▸ RECORD LIST
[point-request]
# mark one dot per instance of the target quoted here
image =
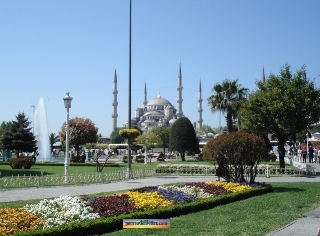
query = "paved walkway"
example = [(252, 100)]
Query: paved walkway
[(301, 227)]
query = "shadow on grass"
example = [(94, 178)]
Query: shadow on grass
[(286, 189)]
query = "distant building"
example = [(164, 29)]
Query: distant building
[(156, 112)]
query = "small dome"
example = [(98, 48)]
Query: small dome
[(152, 113), (172, 121), (158, 101)]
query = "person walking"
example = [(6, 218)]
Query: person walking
[(310, 154), (304, 155)]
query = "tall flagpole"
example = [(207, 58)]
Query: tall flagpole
[(129, 171)]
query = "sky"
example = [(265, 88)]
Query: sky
[(48, 48)]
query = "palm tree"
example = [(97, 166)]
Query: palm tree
[(227, 98), (53, 138)]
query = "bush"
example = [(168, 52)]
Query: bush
[(189, 153), (18, 163), (237, 154), (270, 157)]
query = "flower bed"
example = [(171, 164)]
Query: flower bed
[(147, 201), (186, 169)]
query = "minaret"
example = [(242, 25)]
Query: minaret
[(263, 77), (200, 106), (115, 102), (179, 89), (145, 95)]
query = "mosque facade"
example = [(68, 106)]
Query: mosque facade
[(156, 112)]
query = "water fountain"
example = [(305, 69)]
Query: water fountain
[(41, 131)]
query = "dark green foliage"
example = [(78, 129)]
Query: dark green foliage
[(284, 105), (237, 154), (164, 134), (21, 162), (115, 137), (270, 157), (19, 136), (183, 137), (227, 98)]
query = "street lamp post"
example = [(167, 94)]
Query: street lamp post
[(307, 143), (67, 103)]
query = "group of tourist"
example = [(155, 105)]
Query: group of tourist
[(302, 152)]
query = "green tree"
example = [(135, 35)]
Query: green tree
[(283, 105), (209, 129), (115, 137), (235, 153), (164, 134), (53, 138), (5, 126), (148, 140), (19, 136), (183, 137), (227, 98), (81, 131)]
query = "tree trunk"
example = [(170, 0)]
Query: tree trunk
[(281, 151), (77, 150), (229, 121), (183, 156)]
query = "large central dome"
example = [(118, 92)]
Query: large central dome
[(159, 101)]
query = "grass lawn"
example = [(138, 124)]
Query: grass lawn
[(254, 216)]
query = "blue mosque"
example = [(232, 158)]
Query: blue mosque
[(155, 112)]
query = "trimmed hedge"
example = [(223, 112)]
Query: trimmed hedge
[(106, 225)]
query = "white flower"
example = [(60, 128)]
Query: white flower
[(62, 210)]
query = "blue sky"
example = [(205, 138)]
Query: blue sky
[(50, 47)]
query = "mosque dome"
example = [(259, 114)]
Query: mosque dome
[(159, 101), (172, 121)]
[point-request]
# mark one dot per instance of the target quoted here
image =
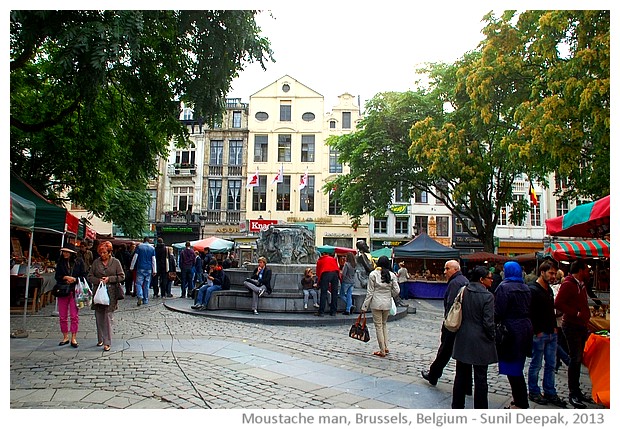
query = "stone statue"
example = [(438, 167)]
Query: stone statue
[(287, 244)]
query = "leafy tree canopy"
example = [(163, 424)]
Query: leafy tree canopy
[(95, 96), (469, 155)]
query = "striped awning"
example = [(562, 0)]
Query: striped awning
[(570, 250)]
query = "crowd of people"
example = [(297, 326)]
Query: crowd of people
[(509, 321)]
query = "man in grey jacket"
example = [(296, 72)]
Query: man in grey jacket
[(456, 280)]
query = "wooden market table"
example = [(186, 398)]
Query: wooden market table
[(596, 359)]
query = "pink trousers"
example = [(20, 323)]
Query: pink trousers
[(67, 307)]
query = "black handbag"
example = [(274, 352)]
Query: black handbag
[(359, 330), (60, 290)]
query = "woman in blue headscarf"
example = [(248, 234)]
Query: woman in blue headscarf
[(512, 304)]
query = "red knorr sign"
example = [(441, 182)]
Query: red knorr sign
[(257, 225)]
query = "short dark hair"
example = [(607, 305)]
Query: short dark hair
[(546, 266), (577, 266)]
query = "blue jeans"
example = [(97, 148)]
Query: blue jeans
[(346, 294), (143, 282), (204, 293), (544, 346)]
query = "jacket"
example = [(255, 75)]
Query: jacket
[(572, 301), (512, 307), (542, 309), (116, 275), (474, 342), (378, 294), (455, 283)]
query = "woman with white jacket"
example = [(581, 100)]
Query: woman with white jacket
[(382, 287)]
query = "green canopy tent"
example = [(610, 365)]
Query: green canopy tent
[(23, 214)]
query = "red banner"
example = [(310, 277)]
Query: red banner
[(257, 225)]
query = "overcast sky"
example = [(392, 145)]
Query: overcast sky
[(362, 51)]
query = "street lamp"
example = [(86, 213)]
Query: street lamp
[(203, 221)]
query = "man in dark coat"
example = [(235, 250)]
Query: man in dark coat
[(456, 280)]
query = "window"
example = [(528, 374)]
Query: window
[(380, 225), (285, 111), (442, 226), (306, 196), (334, 165), (421, 197), (259, 194), (283, 201), (260, 148), (535, 214), (234, 195), (185, 158), (307, 148), (235, 152), (216, 153), (401, 226), (183, 199), (421, 223), (236, 119), (308, 116), (346, 120), (335, 208), (261, 116), (284, 148), (214, 199), (561, 208)]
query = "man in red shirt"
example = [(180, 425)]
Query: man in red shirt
[(328, 274), (572, 301)]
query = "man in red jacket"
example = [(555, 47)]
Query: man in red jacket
[(572, 301), (328, 273)]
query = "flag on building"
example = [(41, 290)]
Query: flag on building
[(303, 182), (279, 177), (253, 180), (533, 197)]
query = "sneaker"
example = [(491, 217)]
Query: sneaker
[(538, 398), (576, 402), (426, 376), (555, 400)]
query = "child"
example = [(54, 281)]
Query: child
[(309, 286)]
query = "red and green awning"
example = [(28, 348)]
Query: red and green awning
[(586, 220), (570, 250)]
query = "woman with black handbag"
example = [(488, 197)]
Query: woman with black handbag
[(68, 270)]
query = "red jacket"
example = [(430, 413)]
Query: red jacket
[(325, 264)]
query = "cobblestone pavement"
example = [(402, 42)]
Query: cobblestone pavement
[(162, 359)]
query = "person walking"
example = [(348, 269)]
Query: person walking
[(106, 271), (512, 306), (259, 282), (328, 277), (382, 288), (68, 269), (456, 280), (186, 261), (145, 264), (478, 329), (545, 340), (572, 301), (348, 281), (160, 283)]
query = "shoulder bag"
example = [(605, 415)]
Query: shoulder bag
[(455, 315), (359, 330)]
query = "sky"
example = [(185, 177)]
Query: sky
[(361, 51)]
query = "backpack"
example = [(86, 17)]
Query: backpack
[(225, 281)]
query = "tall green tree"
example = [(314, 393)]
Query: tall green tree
[(95, 96)]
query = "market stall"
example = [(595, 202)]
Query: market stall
[(424, 259)]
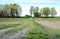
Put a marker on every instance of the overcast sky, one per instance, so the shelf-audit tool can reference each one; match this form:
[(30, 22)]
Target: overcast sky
[(26, 4)]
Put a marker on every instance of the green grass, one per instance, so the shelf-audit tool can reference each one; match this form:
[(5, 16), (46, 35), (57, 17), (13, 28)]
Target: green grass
[(12, 19), (17, 28), (48, 19), (4, 26), (40, 32)]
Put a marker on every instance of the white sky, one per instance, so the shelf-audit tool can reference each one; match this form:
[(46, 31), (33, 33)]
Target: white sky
[(26, 4)]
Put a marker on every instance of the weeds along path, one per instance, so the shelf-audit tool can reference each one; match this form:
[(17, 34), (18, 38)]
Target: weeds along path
[(3, 31), (19, 34), (48, 24)]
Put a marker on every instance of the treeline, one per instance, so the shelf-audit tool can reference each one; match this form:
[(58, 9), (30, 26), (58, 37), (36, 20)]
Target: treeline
[(15, 10), (43, 12), (10, 10)]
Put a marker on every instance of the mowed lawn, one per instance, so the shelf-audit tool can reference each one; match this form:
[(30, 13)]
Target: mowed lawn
[(11, 22), (49, 19), (39, 31)]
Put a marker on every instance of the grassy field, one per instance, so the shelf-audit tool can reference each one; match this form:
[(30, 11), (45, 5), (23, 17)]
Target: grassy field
[(48, 19), (38, 31), (4, 26), (17, 28)]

▸ WHAT IS EXPECTED
Reproduce the material from its first line through the line containing "[(189, 153), (18, 163), (237, 154), (270, 157)]", swapping "bush" for "shrub" and leaving everything else unchanged. Omit the pictures from the output.

▸ THE RESULT
[point-request]
# mark one dot per instance of the target quoted here
image =
query = "paved walkway"
example = [(252, 100)]
Query: paved walkway
[(301, 227)]
query = "shadow on grass"
example = [(94, 178)]
Query: shadow on grass
[(286, 189)]
query = "distant building"
example = [(164, 29)]
Query: distant building
[(156, 112)]
query = "small dome"
example = [(98, 48)]
Query: small dome
[(152, 113), (172, 121), (158, 101)]
query = "person walking"
example = [(6, 218)]
Query: person walking
[(310, 154), (304, 155)]
query = "tall flagpole"
example = [(207, 58)]
Query: tall flagpole
[(129, 171)]
query = "sky"
example = [(265, 88)]
Query: sky
[(48, 48)]
query = "palm tree"
example = [(97, 166)]
Query: palm tree
[(227, 98), (53, 138)]
query = "shrub"
example = [(168, 52)]
Query: shrub
[(189, 153), (18, 163), (237, 154), (270, 157)]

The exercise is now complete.